### What you have to do
Collect every line of the rows that contains the word "outline", copying each one. Case counts.

== Recorded data ==

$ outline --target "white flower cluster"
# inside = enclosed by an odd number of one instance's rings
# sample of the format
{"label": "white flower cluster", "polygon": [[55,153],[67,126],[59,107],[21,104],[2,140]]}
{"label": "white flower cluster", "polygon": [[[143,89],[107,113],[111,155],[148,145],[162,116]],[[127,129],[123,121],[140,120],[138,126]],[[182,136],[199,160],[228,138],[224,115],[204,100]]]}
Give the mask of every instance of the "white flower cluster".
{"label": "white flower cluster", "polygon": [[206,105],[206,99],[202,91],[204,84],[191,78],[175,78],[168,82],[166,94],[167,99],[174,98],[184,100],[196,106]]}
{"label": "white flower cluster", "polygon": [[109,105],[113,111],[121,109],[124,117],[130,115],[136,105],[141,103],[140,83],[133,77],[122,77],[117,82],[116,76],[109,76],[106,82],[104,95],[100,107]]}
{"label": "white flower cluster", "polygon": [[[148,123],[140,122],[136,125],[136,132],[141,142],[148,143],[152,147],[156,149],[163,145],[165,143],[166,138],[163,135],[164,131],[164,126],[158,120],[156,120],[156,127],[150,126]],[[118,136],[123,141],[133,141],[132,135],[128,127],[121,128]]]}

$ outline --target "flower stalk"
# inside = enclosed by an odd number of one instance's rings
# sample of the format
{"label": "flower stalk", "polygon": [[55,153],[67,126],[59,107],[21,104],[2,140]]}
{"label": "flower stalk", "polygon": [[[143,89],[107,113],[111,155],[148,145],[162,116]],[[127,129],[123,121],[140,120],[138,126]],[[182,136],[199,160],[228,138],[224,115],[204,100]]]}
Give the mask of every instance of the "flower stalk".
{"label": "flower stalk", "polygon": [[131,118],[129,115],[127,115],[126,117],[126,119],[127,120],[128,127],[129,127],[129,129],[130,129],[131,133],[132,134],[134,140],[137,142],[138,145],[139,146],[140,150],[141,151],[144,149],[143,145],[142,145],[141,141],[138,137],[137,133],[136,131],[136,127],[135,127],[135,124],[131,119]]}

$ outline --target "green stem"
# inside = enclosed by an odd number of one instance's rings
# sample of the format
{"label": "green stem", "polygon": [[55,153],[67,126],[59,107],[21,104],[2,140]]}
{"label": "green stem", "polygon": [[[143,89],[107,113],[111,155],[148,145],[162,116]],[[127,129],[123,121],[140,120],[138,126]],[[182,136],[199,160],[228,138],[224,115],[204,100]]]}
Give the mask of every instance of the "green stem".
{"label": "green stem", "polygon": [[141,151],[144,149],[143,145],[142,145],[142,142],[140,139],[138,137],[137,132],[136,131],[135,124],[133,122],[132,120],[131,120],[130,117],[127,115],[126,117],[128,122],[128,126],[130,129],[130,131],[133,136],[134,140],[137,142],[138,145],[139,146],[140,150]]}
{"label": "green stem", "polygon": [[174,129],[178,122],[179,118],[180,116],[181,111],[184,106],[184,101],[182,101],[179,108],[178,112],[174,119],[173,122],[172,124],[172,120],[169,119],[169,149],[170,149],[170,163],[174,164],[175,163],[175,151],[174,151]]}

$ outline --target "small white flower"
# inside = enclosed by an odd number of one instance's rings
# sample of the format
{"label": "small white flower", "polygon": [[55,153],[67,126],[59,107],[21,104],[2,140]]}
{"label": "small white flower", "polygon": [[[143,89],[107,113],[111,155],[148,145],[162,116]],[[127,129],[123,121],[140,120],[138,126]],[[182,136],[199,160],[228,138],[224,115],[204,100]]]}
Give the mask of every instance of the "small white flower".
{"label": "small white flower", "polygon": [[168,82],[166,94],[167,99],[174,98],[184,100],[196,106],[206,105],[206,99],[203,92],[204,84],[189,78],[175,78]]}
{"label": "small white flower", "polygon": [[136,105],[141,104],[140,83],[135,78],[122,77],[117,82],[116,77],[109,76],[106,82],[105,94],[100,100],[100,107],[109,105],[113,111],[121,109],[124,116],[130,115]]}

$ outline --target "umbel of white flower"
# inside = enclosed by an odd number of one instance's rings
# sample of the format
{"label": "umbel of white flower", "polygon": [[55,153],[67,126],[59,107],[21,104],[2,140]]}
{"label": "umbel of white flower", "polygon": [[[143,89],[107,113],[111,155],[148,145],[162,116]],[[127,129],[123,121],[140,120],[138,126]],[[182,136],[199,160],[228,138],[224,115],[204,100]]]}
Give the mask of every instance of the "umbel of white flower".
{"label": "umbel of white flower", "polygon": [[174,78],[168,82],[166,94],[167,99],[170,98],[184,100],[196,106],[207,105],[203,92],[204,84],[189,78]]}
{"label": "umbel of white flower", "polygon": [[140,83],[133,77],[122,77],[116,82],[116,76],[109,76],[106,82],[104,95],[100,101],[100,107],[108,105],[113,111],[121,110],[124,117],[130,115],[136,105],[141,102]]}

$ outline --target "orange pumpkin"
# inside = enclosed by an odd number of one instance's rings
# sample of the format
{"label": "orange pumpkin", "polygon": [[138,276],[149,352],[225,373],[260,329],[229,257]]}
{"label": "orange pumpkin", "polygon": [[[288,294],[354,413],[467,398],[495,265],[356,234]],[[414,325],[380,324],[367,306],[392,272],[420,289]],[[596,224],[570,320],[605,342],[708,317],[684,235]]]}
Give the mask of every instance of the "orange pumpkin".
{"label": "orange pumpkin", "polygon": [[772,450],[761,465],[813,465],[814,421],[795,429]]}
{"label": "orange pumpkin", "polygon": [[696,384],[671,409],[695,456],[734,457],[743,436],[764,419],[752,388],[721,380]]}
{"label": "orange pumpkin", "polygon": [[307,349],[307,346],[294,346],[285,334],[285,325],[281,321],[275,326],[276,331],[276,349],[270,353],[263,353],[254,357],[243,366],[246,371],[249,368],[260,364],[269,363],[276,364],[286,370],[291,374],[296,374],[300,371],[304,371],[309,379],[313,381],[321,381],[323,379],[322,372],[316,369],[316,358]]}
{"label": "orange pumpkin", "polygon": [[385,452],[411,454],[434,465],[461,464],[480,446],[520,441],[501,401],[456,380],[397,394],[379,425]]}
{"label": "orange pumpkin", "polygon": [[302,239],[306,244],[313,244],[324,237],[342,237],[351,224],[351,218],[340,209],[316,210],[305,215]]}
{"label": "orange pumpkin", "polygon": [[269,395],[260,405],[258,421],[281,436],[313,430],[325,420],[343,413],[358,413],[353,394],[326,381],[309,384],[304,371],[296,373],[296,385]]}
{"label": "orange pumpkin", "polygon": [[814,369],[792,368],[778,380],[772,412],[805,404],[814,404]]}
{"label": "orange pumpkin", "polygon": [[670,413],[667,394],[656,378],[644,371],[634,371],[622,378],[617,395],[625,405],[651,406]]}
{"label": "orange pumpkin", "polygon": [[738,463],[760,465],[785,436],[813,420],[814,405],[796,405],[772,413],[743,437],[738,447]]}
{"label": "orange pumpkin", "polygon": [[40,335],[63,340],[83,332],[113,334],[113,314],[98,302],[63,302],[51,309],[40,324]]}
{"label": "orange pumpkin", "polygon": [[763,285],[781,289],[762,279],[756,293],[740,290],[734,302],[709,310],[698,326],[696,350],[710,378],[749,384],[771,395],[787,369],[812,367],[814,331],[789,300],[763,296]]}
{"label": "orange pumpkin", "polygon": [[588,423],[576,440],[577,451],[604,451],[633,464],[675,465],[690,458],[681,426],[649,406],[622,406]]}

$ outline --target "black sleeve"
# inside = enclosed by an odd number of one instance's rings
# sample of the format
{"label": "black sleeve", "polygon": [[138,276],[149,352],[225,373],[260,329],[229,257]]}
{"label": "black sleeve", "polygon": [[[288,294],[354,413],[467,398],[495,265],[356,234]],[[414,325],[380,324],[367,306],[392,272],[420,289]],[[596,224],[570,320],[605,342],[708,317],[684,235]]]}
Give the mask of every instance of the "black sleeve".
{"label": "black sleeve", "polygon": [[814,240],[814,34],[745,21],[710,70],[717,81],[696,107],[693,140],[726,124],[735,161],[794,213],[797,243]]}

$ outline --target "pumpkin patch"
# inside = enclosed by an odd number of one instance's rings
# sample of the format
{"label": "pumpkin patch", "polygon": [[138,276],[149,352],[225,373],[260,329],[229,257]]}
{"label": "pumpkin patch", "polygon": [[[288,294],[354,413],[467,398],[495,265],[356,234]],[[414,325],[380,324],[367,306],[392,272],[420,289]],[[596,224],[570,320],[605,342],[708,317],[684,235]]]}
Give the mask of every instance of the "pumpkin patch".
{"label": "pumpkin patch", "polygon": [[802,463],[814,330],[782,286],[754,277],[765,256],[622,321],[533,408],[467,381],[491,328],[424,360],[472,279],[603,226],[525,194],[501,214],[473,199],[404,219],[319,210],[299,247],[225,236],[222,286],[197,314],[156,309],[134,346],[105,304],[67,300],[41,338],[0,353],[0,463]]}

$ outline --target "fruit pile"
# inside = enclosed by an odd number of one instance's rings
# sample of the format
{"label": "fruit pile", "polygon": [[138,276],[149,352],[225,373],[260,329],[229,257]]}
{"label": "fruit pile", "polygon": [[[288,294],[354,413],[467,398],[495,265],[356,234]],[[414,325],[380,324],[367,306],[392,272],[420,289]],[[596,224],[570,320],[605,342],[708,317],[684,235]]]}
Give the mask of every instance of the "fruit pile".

===

### The completed task
$ outline --target "white flower cluster"
$ outline --target "flower stalk"
$ outline --target "green stem"
$ outline --target "small white flower"
$ outline --target "umbel of white flower"
$ outline --target "orange pumpkin"
$ outline --target "black sleeve"
$ outline --target "pumpkin patch"
$ outline --target "fruit pile"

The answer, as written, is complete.